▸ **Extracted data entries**
========
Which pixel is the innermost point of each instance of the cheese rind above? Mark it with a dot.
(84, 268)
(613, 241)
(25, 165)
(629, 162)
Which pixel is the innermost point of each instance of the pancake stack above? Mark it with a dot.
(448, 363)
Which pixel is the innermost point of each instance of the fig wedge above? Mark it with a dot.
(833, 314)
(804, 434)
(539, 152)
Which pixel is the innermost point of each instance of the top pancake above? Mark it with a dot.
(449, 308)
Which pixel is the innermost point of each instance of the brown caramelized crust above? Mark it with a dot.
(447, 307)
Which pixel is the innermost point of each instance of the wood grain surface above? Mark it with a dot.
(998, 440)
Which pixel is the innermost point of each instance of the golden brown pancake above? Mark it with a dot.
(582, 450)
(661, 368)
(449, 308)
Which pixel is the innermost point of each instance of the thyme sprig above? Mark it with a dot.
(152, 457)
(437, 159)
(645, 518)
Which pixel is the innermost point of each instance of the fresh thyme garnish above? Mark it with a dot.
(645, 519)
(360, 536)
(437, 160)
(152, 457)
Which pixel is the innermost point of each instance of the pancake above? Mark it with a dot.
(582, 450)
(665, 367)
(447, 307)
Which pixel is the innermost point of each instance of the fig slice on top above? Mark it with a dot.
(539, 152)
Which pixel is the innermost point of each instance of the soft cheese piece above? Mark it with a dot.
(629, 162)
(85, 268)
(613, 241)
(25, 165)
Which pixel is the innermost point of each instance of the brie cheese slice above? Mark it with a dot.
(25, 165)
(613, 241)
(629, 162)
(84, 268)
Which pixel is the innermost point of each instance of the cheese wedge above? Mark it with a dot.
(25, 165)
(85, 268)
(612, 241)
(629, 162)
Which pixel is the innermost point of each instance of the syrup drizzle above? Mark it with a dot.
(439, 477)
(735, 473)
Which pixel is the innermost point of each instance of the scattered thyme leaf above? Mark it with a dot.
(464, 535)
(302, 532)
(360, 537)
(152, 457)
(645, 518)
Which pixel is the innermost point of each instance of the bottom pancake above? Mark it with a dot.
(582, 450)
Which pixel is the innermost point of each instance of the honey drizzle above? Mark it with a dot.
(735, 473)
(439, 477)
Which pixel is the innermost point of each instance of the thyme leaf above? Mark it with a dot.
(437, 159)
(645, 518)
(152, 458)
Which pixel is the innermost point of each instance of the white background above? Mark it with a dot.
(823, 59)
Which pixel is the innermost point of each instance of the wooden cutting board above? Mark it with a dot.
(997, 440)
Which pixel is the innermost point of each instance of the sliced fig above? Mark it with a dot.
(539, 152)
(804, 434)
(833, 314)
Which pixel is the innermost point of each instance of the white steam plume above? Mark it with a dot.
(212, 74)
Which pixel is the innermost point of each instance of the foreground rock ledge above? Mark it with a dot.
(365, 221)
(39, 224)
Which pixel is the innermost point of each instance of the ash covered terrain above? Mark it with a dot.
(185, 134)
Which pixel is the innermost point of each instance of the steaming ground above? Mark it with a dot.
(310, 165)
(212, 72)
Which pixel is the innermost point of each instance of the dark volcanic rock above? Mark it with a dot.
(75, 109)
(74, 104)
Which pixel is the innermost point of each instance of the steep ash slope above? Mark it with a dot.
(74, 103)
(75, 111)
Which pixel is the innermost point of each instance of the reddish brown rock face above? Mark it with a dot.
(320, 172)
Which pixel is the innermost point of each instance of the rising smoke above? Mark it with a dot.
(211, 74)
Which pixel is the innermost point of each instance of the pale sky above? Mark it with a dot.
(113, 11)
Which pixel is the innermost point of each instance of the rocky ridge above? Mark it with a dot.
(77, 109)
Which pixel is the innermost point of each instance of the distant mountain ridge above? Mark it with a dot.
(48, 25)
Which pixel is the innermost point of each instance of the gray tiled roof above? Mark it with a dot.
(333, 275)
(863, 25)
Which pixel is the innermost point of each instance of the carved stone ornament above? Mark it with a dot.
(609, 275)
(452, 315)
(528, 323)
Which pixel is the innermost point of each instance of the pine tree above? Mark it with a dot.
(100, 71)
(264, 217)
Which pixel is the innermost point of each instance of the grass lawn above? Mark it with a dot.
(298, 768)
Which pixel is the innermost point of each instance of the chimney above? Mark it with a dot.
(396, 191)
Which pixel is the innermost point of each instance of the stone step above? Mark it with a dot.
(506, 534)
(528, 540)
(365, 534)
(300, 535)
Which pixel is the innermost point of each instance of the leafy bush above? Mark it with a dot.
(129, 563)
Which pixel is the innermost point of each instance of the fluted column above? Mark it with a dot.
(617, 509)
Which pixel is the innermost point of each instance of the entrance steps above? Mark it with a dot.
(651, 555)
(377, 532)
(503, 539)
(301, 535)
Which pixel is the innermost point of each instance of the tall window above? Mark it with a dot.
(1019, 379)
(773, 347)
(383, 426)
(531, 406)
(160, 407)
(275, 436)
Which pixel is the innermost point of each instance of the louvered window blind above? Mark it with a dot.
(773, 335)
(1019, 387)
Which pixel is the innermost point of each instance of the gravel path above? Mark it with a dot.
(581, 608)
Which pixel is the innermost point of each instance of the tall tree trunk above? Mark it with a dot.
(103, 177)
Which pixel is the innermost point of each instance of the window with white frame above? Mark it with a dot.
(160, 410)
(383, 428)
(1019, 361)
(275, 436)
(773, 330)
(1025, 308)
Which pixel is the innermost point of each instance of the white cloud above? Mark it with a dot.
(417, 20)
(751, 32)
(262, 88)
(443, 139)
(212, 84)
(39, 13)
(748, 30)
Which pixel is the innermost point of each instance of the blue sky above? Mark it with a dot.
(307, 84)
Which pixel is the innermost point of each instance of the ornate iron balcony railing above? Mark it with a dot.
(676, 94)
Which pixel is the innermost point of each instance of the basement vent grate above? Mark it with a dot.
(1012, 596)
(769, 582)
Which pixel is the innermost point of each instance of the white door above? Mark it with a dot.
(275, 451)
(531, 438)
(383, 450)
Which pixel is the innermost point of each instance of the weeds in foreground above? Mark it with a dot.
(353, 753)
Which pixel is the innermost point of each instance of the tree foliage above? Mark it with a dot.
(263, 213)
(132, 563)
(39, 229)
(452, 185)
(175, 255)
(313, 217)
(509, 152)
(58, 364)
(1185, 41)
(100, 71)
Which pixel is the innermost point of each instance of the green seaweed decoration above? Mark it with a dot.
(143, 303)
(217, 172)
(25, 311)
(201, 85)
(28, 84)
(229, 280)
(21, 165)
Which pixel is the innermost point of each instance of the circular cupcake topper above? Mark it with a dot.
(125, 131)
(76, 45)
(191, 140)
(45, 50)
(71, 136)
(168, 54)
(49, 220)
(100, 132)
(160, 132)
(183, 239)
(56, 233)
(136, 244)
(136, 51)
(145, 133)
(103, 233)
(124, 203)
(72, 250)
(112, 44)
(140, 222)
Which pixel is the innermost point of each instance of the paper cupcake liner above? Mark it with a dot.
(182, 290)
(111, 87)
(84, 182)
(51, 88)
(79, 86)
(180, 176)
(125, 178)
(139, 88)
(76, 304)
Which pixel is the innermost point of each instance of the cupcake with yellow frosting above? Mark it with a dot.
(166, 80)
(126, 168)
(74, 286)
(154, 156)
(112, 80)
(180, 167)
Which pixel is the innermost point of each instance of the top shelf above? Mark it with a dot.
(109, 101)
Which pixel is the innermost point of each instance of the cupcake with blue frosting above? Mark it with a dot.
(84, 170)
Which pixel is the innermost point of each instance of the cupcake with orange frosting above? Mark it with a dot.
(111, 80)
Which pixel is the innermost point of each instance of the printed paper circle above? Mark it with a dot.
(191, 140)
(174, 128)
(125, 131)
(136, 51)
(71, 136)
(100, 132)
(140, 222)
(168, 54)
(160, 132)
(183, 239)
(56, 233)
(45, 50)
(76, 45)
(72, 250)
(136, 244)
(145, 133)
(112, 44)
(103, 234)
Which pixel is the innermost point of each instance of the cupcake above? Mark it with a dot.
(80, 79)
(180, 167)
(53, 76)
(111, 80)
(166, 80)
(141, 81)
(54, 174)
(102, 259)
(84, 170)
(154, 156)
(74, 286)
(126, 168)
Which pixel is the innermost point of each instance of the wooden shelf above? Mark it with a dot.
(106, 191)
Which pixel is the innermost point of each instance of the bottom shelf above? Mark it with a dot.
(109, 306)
========
▸ **EXERCISE INSTRUCTIONS**
Give the lines again from the line with "orange frosting above? Mark it with a dot." through the end, switching "innermost point" to "central point" and leaving everything else unchanged.

▸ **FINISHED TASK**
Which pixel is the central point of each instance of the cupcake with orange frosting above? Mark it with a dot.
(111, 80)
Which pixel is the central point of each instance of the printed paper circle above? Mark it with a dot.
(191, 140)
(174, 128)
(125, 131)
(136, 51)
(71, 136)
(100, 132)
(140, 222)
(168, 54)
(160, 132)
(183, 239)
(56, 233)
(45, 50)
(76, 45)
(72, 250)
(136, 244)
(145, 133)
(112, 44)
(103, 234)
Which pixel is the central point of each instance of the cupcake above? Mark it with a dot.
(80, 79)
(180, 167)
(53, 76)
(111, 80)
(166, 80)
(141, 81)
(54, 174)
(102, 259)
(84, 170)
(154, 156)
(74, 286)
(126, 168)
Which pixel is the central point of each instance of the wooden shelf above? Mark it with a dot.
(106, 191)
Which pixel is the central point of each instance of the bottom shelf above? Mark it with a dot.
(109, 306)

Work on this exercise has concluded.